◆ WHAT TO WORK ON: Can you copy the whole glioblastoma test article word for word?

◆ SUPPLIED TEXT:
A team of researchers, headed by bioengineers from Johns Hopkins University, has designed a laboratory test that can precisely pinpoint, trap, and examine the deadliest cells found in the most common and aggressive type of brain cancer in adults.
Highly mobile cells travel farther along narrow channels. Image Credit: Johns Hopkins University.
The ability of this method to trap the highly mobile and invasive proliferating cells in a fatal cancer, known as glioblastoma, could allow scientists to identify novel drugs to slow or inhibit the spread of cancer. The test can also precisely estimate which patients have the most aggressive or least form of glioblastoma.
The latest discovery has been explained in a study published in the current edition of Nature Biomedical Engineering.
Because we have the unique ability to identify those deadly cells, we envision utilizing this platform to screen potential therapeutics in order to effectively block the invasion and/or proliferation of these cells and ultimately prolong the survival of patients by putting precision medicine in practice. By subjecting these deadly cells to proteogenomic analysis, we will identify and characterize novel targets to stop these highly invasive and proliferative cells.”
Konstantinos Konstantopoulos, Study Senior Author and William H. Schwarz Professor, Departments of Chemical and Biomolecular Engineering, Biomedical Engineering, and Oncology, Johns Hopkins University
According to the study, existing testing technologies have failed to effectively estimate glioblastoma outcomes that are specific to every patient. And the methods available for single cell analysis are costly, time consuming, and “impractical for informing patient care given the short life span of patients with glioblastoma,” stated the article. Median survival times for the cancer vary between almost six months for the least aggressive type of cancer and around 29 months for the most aggressive one.
In 2019, the researchers from Johns Hopkins, who teamed up with colleagues with scientists from the Mayo Clinic and Stanford University in this glioblastoma research, demonstrated the potential of their test to differentiate metastatic from non-metastatic breast cancer cells, indicating that it may be relevant to other solid cancers.

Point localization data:
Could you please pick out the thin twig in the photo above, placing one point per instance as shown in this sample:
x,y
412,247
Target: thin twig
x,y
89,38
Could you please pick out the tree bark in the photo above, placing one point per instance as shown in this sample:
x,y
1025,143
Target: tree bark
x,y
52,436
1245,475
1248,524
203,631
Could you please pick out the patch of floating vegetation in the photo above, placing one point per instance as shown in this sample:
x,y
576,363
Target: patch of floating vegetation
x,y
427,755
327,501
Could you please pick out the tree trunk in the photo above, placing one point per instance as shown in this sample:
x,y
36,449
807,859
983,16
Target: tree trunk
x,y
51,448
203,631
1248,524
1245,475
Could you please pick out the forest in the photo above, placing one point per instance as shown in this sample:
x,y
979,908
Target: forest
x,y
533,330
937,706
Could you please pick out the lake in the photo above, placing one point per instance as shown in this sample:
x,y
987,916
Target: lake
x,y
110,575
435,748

◆ EXERCISE ANSWER:
A team of researchers, headed by bioengineers from Johns Hopkins University, has designed a laboratory test that can precisely pinpoint, trap, and examine the deadliest cells found in the most common and aggressive type of brain cancer in adults.
Highly mobile cells travel farther along narrow channels. Image Credit: Johns Hopkins University.
The ability of this method to trap the highly mobile and invasive proliferating cells in a fatal cancer, known as glioblastoma, could allow scientists to identify novel drugs to slow or inhibit the spread of cancer. The test can also precisely estimate which patients have the most aggressive or least form of glioblastoma.
The latest discovery has been explained in a study published in the current edition of Nature Biomedical Engineering.
Because we have the unique ability to identify those deadly cells, we envision utilizing this platform to screen potential therapeutics in order to effectively block the invasion and/or proliferation of these cells and ultimately prolong the survival of patients by putting precision medicine in practice. By subjecting these deadly cells to proteogenomic analysis, we will identify and characterize novel targets to stop these highly invasive and proliferative cells.”
Konstantinos Konstantopoulos, Study Senior Author and William H. Schwarz Professor, Departments of Chemical and Biomolecular Engineering, Biomedical Engineering, and Oncology, Johns Hopkins University
According to the study, existing testing technologies have failed to effectively estimate glioblastoma outcomes that are specific to every patient. And the methods available for single cell analysis are costly, time consuming, and “impractical for informing patient care given the short life span of patients with glioblastoma,” stated the article. Median survival times for the cancer vary between almost six months for the least aggressive type of cancer and around 29 months for the most aggressive one.
In 2019, the researchers from Johns Hopkins, who teamed up with colleagues with scientists from the Mayo Clinic and Stanford University in this glioblastoma research, demonstrated the potential of their test to differentiate metastatic from non-metastatic breast cancer cells, indicating that it may be relevant to other solid cancers.